* Written task A: List every performer named in the article on pop solo albums below.

* Source document:

* start *

The same week Nick Carter became the first Backstreet Boy to dance off on his own with a solo album. Justin Timberlake set the same precedent a week later for ‘N Sync. Each is the blond, blue-eyed star of his group, but their new music is hardly interchangeable. Carter trades in dancing partners for a backup band on “Now or Never,” but despite the extra guitar, the music is only an alley or two removed from the Backstreet sound. Timberlake drifts further, offering old school R&B; with a new textbook of hip-hop beats.

Who is at the front of this graduating class?

Music fans have weighed in. Aguilera’s album has sold a healthy 499,000 copies in two weeks, debuting at No. 2 on the chart and then sagging a bit to No. 4 in the second week. Those may not be spectacular numbers, but Carter’s solo project opened at No. 17 and then tumbled to No. 63. His two-week total is 90,000 sold. Timberlake, meanwhile, only needed a week to sell 439,000, debuting at No. 2.

* end *

Recorded data

* start *

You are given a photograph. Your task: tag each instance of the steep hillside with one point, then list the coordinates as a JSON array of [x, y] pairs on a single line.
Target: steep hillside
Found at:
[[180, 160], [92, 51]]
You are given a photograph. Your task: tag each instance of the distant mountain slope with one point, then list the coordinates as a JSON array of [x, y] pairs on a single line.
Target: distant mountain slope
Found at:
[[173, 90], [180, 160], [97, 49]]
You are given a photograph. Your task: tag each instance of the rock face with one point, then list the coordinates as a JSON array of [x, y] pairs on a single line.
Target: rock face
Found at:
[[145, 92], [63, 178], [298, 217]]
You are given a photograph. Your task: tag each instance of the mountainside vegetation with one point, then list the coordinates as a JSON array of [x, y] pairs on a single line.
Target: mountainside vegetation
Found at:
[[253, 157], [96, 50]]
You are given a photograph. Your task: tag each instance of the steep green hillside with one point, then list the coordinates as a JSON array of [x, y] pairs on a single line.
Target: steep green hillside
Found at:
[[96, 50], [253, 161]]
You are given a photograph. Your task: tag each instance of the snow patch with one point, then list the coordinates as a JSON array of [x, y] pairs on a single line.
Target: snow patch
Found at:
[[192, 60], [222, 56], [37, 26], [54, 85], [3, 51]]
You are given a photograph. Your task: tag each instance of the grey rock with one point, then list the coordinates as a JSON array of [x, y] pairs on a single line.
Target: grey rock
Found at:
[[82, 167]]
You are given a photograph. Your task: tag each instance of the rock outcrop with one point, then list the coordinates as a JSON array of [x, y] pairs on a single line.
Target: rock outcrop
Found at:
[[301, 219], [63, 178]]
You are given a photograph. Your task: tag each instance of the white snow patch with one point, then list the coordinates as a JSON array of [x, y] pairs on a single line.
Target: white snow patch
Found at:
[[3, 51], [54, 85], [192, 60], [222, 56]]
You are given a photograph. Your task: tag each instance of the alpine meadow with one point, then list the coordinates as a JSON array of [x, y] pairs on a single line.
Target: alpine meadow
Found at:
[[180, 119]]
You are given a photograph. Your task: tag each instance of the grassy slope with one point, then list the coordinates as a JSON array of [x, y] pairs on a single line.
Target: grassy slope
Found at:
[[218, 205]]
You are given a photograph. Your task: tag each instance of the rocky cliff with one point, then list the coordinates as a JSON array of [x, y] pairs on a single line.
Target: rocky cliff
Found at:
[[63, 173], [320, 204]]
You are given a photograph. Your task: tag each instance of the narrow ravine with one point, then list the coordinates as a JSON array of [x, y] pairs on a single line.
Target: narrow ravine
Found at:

* end *

* Written task B: Quote the recorded data starting with the line containing "of the distant" and going on through the line containing "[[145, 92], [63, 178], [298, 217]]".

* Exercise solution A: Nick Carter, Justin Timberlake, Aguilera

* Exercise solution B:
You are given a photograph. Your task: tag each instance of the distant mountain slope with one point, then list the coordinates as a JSON array of [x, y] pairs on a single line.
Target: distant mountain slope
Found at:
[[173, 90], [180, 160], [97, 49]]
You are given a photograph. Your task: tag each instance of the rock face with one point, then list the coordinates as a JSON array of [x, y] pairs on a single line.
Target: rock face
Found at:
[[145, 92], [63, 178], [298, 217]]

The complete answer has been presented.